[Data extracted from a collection]
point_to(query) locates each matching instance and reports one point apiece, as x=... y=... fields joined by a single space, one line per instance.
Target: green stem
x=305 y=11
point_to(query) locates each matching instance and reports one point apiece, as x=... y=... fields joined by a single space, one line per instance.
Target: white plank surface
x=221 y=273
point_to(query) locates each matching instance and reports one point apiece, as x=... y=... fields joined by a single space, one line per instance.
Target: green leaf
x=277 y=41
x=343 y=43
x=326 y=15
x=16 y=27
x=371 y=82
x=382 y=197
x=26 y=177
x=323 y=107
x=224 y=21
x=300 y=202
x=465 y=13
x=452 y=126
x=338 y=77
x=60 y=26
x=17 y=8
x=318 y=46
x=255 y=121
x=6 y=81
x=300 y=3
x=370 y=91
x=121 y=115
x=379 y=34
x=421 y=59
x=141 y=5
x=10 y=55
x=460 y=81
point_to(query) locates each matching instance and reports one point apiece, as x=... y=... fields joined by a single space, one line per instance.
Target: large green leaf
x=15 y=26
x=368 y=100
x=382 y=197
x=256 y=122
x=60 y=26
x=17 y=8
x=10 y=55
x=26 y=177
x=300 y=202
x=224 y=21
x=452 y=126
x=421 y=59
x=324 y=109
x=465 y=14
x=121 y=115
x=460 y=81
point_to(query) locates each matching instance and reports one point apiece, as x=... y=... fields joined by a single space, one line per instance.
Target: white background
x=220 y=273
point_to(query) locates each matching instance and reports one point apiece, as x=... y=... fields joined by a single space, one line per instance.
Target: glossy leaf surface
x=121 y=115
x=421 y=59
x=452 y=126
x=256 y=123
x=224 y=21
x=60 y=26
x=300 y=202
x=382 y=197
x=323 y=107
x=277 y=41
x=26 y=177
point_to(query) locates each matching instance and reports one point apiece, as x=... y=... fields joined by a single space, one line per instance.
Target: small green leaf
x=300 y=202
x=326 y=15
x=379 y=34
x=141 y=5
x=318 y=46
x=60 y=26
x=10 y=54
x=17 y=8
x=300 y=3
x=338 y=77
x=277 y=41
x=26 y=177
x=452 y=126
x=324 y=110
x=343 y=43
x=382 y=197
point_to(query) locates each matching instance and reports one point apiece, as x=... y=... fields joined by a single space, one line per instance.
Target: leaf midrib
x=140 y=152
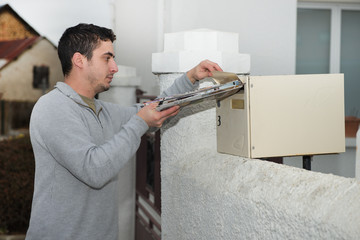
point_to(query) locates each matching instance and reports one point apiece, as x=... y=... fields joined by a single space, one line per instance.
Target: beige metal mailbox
x=283 y=115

→ **What to produce**
Give back exactly the lines from the one that contains "Target: glossy leaf surface" to the final line of the data above, both included, with all pictures removed.

→ **Solution**
Target: glossy leaf surface
x=121 y=115
x=421 y=59
x=452 y=126
x=256 y=123
x=224 y=21
x=60 y=26
x=300 y=202
x=382 y=197
x=323 y=107
x=277 y=41
x=26 y=177
point_to(query) locates each matching instance and reports one point apiece, as x=... y=... fields joined by a single space, one line per instance.
Target: small green leaf
x=300 y=202
x=326 y=15
x=379 y=34
x=141 y=5
x=318 y=46
x=60 y=26
x=10 y=54
x=17 y=8
x=300 y=3
x=338 y=77
x=277 y=41
x=26 y=177
x=452 y=126
x=324 y=110
x=343 y=43
x=382 y=197
point_to(query) locates each matching instance and reports one point apiece, as x=... y=... fields joined by a single space, one line per instance.
Target: leaf midrib
x=140 y=152
point_to(query) locates each matching instance and reports one point apiece, as x=... y=... fields joined by a single space, one line per instance.
Target: beige metal mailbox
x=283 y=115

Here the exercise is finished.